++++ RECORD SET ++++

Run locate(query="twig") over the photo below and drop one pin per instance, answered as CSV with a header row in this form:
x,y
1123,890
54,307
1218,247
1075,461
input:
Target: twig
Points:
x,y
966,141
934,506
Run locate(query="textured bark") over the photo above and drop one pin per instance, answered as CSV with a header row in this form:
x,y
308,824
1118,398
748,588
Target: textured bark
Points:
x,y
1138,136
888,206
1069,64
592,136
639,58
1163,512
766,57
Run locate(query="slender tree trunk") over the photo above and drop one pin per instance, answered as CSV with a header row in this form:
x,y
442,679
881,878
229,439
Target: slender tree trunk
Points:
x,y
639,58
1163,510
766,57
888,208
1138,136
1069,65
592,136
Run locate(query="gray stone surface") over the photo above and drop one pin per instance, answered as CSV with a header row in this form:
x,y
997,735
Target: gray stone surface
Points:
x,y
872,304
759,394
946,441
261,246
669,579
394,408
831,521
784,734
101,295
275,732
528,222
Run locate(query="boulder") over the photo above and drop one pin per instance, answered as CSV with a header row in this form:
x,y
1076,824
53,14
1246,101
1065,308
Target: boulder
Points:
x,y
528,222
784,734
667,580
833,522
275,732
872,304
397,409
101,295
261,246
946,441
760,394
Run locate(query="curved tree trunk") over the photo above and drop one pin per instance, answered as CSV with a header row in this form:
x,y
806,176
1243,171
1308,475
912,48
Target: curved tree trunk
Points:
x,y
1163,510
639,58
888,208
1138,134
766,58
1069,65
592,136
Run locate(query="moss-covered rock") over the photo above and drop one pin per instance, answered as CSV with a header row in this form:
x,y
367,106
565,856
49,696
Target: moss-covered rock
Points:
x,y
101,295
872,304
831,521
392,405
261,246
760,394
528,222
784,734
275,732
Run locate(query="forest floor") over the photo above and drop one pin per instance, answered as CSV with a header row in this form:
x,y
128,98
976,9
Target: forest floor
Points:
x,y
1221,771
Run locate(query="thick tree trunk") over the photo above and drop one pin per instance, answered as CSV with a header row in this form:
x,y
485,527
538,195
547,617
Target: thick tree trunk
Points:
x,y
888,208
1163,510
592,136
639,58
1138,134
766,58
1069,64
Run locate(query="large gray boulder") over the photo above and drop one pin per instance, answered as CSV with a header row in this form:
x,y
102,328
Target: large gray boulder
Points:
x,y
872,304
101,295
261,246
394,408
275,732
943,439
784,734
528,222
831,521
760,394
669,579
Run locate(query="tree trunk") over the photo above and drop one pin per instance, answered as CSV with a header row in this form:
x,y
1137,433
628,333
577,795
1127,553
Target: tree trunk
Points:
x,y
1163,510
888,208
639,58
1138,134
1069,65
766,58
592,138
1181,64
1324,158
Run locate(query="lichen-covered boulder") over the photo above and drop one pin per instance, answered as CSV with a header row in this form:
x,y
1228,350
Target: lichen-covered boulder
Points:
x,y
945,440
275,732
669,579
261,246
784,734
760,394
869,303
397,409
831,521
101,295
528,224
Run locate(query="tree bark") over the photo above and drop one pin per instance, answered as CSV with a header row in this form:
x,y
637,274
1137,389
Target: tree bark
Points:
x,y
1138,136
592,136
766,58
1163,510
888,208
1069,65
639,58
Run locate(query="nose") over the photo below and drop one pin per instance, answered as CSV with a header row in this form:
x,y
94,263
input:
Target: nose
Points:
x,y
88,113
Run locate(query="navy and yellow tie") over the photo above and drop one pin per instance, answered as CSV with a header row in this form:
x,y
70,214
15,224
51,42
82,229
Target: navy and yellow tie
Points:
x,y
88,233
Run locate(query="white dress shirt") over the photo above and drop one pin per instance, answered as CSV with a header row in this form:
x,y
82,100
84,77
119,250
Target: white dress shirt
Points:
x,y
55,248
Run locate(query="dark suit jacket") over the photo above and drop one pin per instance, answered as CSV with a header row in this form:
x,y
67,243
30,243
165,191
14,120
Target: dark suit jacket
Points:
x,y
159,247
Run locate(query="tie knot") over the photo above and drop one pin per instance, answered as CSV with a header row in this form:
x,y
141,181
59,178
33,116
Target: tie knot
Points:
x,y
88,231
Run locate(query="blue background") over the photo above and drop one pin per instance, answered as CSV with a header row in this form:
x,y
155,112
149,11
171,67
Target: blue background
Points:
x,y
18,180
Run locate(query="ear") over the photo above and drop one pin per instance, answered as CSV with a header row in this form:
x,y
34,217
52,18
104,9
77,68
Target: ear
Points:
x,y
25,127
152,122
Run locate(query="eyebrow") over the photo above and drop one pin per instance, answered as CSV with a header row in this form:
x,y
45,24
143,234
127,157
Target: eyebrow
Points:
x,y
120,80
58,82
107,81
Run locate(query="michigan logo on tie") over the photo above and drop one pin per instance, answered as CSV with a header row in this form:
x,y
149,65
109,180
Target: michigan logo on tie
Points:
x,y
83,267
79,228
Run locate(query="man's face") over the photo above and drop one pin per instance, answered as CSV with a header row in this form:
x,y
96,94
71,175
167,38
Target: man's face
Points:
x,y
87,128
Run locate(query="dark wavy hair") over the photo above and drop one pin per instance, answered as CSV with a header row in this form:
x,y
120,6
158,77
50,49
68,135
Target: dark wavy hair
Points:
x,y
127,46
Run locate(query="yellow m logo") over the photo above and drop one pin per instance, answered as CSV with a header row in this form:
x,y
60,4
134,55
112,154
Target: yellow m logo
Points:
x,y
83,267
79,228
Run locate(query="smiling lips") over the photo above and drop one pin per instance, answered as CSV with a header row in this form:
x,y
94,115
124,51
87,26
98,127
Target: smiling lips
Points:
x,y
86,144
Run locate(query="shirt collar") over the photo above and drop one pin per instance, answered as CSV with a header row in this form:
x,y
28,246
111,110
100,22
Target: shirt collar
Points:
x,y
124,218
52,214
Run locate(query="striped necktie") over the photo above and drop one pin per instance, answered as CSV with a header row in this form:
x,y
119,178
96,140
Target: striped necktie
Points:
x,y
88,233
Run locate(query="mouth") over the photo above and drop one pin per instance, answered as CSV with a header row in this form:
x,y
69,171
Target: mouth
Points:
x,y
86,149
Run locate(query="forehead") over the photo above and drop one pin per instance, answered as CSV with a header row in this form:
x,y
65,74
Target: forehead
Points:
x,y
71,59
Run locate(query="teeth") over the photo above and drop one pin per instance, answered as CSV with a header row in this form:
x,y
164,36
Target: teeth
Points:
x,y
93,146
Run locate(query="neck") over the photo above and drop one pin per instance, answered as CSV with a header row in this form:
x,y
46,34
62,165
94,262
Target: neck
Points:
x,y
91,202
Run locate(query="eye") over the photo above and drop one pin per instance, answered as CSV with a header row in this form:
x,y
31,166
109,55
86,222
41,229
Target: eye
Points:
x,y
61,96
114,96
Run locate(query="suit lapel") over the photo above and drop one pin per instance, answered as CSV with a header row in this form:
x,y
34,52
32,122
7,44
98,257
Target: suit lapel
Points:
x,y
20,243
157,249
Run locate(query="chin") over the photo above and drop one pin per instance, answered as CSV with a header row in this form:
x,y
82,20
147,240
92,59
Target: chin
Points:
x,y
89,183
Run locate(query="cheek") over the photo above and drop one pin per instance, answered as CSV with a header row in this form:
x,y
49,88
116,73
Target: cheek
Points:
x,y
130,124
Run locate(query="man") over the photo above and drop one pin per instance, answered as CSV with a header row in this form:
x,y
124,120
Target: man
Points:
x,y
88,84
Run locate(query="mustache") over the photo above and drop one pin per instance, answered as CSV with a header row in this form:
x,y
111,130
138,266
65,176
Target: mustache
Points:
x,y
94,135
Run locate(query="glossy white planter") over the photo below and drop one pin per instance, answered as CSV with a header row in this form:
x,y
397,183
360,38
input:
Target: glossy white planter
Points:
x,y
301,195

++++

# WHAT YOU ARE ASKED TO DO:
All of the entries above need to be output again exactly.

# RESPONSE BELOW:
Run locate(query="twig") over the photo below and drop one pin per instance, answered as CSV with a header row in this form:
x,y
1123,890
54,307
1218,247
1075,461
input:
Target: twig
Points:
x,y
966,141
934,506
Run locate(query="textured bark") over the photo above and drop one pin per instance, answered as CSV with a header row in this form:
x,y
308,824
1118,398
748,588
Target: textured bark
Points:
x,y
1138,136
888,206
1069,64
592,136
639,58
1163,512
766,57
Run locate(query="slender tree trunk") over the photo above and drop one pin per instance, answered as CSV with a header row in this form:
x,y
442,679
881,878
229,439
Target: slender tree trunk
Points:
x,y
639,58
1163,510
766,57
888,208
1138,136
1069,65
592,136
Run locate(query="gray stone surface") over the photo above and drop one pin per instance, answered as CSV with a header row in this form:
x,y
997,735
Target: gray stone surface
Points:
x,y
872,304
759,394
946,441
261,246
669,579
394,408
831,521
784,734
101,295
275,732
528,222
Run locate(query="boulder") over the photo above and drop one pin per instance, answered as CSV with a header row in this form:
x,y
1076,824
53,14
1246,101
1065,308
Target: boulder
Points:
x,y
528,222
784,734
667,580
833,522
275,732
872,304
397,409
101,295
261,246
946,441
760,394
Run locate(query="curved tree trunk") over the photo above and drop one pin per instance, answered as CSV with a header row in this form:
x,y
806,176
1243,171
1308,475
912,48
Target: curved tree trunk
Points:
x,y
1163,510
639,58
888,208
1138,134
766,58
1069,65
592,136
Run locate(query="moss-covered rock") over the photo above and drop one pin per instance, answered as CSV with a header row in this form:
x,y
367,106
565,856
49,696
Target: moss-covered rock
Points:
x,y
101,295
872,304
831,521
392,405
261,246
760,394
528,222
784,734
275,732
Run locate(query="forest floor") over the photo above and drop one pin per instance, answered as CSV with a header row in this form:
x,y
128,98
976,9
Target: forest floor
Points:
x,y
1221,771
Run locate(query="thick tree trunk") over the photo above and drop one pin per instance, answered as CSV with a header row in this form:
x,y
485,527
538,195
547,617
Target: thick tree trunk
Points:
x,y
888,208
1163,510
592,136
639,58
1138,134
766,58
1069,64
Run locate(query="large gray boulder") over the photo above and drop one pin per instance, answered as CSV with a header row in this form:
x,y
102,328
Target: large gray boulder
Points:
x,y
872,304
101,295
261,246
394,408
275,732
943,439
784,734
528,222
831,521
760,394
669,579
Run locate(query="tree trunk") over the photo above and drop one pin per instance, answered as CSV with a header row in this form:
x,y
1137,433
628,333
577,795
1127,553
Target: tree trunk
Points:
x,y
1163,510
888,208
639,58
1138,134
1069,65
766,58
592,138
1181,64
1324,158
Run locate(query="lichen-covered boulder") over the photo above and drop one pin per instance, answered as CSV with a header row in this form:
x,y
1228,350
Target: lichen-covered boulder
Points:
x,y
945,440
275,732
669,579
261,246
784,734
760,394
869,303
397,409
831,521
101,295
528,224
Run locate(query="tree bark") over the photo above and drop one pin per instance, answered as CSV with a header row in this form:
x,y
637,274
1137,389
Target: tree bark
Points:
x,y
1138,136
592,136
766,58
1163,510
888,208
1069,65
639,58
Run locate(query="nose") over the photo below and drop one pin per instance, answered as CSV with a header row in this form:
x,y
94,263
input:
Target: nose
Points:
x,y
88,113
Run locate(query="navy and yellow tie") over the photo above and drop one pin per instance, answered as CSV with a header row in this form:
x,y
70,214
15,224
51,42
82,229
Target: navy and yellow tie
Points:
x,y
88,233
Run locate(query="white dress shirt") over the photo above and drop one pin per instance, answered as CSV with a header row in this form:
x,y
82,100
84,77
119,250
Target: white dress shirt
Points:
x,y
55,248
Run locate(query="dark suit jacket") over the photo above and drop one pin per instance, answered as CSV with a header row in this form:
x,y
67,243
30,243
165,191
14,120
Target: dark suit jacket
Points:
x,y
159,247
Run locate(query="tie knot") over the photo above and drop one pin per instance, answered as CSV with a header row in this form:
x,y
141,181
59,178
33,116
Target: tie knot
Points:
x,y
88,231
Run locate(query="blue background") over the photo above and drop one pin per instance, answered as CSV with a header row in this form:
x,y
155,112
149,11
171,67
Target: blue background
Points:
x,y
18,180
Run locate(query="ear") over the photo above and drop one pin per instance, answered as CSV with a header row in this form:
x,y
34,217
52,18
104,9
77,68
Target: ear
Points:
x,y
25,127
152,122
Run locate(query="eyebrow") over the photo above and drop one pin per instance, answered as CSV with a header row in this form:
x,y
45,24
143,234
127,157
Target: eyebrow
Points:
x,y
120,80
58,82
107,81
Run locate(query="michigan logo on tie") over the photo above and drop one pin per instance, answered as CSV with a header row in this form:
x,y
149,65
109,180
Target: michigan logo on tie
Points:
x,y
83,267
79,228
Run locate(query="man's face") over the photo above and drop one pin per instance, answered as CSV with a header row in this form:
x,y
96,94
71,175
167,38
Target: man's face
Points:
x,y
87,128
Run locate(query="dark wavy hair") over the photo above and drop one pin per instance, answered as CSV with a header row in this form:
x,y
120,6
158,77
50,49
68,135
Target: dark wavy hair
Points:
x,y
127,46
Run locate(query="yellow m logo") over the photo above and drop one pin per instance, answered as CSV with a header row in this form:
x,y
60,4
134,55
112,154
Target: yellow m logo
Points:
x,y
83,267
79,228
Run locate(query="smiling lips") over the photo above and drop one pin per instance, answered as CSV with a header row in this form:
x,y
94,115
124,51
87,26
98,127
Target: smiling lips
Points:
x,y
86,144
Run locate(query="shirt collar") over the photo above and drop one pin per instance, answered as CSV with a header row in this form:
x,y
28,246
111,110
100,22
Target: shirt collar
Points:
x,y
124,218
52,214
Run locate(query="striped necktie") over the photo above and drop one pin per instance, answered as CSV with a header row in this form:
x,y
119,178
96,140
Target: striped necktie
Points:
x,y
88,233
Run locate(query="mouth") over the photo above and drop one pin per instance, answered as CSV with a header row in this form:
x,y
69,171
Target: mouth
Points:
x,y
86,149
Run locate(query="forehead") over the photo above and drop one pin per instance, answered as CSV with a header row in this form:
x,y
65,74
Target: forehead
Points:
x,y
71,59
Run locate(query="teeth") over the photo above and drop one pin per instance, answered as CSV with a header row in this form:
x,y
164,36
Target: teeth
Points:
x,y
93,146
Run locate(query="neck") over the photo above and drop one pin per instance, answered as CSV with a header row in this form:
x,y
46,34
62,165
94,262
Target: neck
Points:
x,y
91,202
Run locate(query="eye") over the photo above and drop one pin per instance, answered as CSV with a header row in this form:
x,y
31,166
109,55
86,222
41,229
Target: eye
Points:
x,y
61,96
114,96
Run locate(query="suit lapel") over the photo above and drop one pin per instance, answered as CSV with a header row in this form:
x,y
34,52
32,122
7,44
98,257
Target: suit lapel
Points:
x,y
20,243
157,249
Run locate(query="chin") over the photo above and drop one pin per instance, answered as CSV with a header row in this form:
x,y
82,20
147,240
92,59
Target: chin
Points:
x,y
89,183
Run locate(query="cheek") over the photo above and drop one pin per instance, answered as CSV with a header row in this form:
x,y
49,88
116,73
Target: cheek
Points:
x,y
130,124
Run locate(query="man") over the photo above and drop one pin per instance, answered as CSV with a header row in this form:
x,y
124,120
Target: man
Points:
x,y
88,84
Run locate(query="mustache") over the photo above and drop one pin per instance, answered as CSV with a header row in this form:
x,y
111,130
138,266
65,176
Target: mustache
Points:
x,y
94,135
Run locate(query="glossy white planter") over the photo below and drop one pin per instance, answered as CSV with a header row in this form:
x,y
397,183
360,38
input:
Target: glossy white planter
Points:
x,y
301,195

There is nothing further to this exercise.